課題内容: 次の記録について、「Q: Find one point on every instance of the white ceiling」を含む行から記録の最後の行までを、両端の行も含めてそのまま書き写しなさい。ただし、画像は解答に含めないこと。

··· 提示記録 ···

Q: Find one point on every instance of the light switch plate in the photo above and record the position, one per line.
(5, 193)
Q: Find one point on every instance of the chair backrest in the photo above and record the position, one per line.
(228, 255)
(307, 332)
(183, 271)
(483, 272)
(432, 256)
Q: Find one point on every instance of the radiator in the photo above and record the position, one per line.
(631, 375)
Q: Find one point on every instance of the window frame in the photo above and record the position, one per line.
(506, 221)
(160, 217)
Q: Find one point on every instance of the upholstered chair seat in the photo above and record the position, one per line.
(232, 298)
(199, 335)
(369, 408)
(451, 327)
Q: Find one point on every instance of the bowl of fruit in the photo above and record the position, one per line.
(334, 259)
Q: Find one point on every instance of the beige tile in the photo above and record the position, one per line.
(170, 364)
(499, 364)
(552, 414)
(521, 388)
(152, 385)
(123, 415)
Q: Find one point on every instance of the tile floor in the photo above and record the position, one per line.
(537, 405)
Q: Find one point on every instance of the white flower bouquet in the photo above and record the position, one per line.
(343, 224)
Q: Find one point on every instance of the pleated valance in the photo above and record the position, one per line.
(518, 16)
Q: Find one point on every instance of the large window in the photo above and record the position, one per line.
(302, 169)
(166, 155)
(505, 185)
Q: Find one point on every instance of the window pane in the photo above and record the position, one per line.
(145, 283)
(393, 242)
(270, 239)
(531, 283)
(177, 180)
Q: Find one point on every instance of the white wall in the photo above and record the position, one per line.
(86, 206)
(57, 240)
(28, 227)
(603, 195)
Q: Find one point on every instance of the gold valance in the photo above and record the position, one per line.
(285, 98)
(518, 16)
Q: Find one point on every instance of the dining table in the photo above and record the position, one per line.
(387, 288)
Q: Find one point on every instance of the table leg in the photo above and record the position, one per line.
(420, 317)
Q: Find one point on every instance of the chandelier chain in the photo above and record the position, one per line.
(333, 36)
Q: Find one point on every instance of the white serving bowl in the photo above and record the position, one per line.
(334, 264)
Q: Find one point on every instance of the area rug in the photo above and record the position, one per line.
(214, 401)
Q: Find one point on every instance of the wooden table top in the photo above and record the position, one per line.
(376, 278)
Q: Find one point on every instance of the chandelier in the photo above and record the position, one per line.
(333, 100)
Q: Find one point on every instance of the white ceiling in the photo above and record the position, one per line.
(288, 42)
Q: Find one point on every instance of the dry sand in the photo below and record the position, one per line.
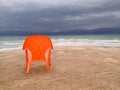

···

解答:
Q: Find one point on every instance of the white ceiling in the photo above and record the position, one per line.
(288, 42)
Q: Find one point on every instance of the dry sand in the photo below and record the position, one per line.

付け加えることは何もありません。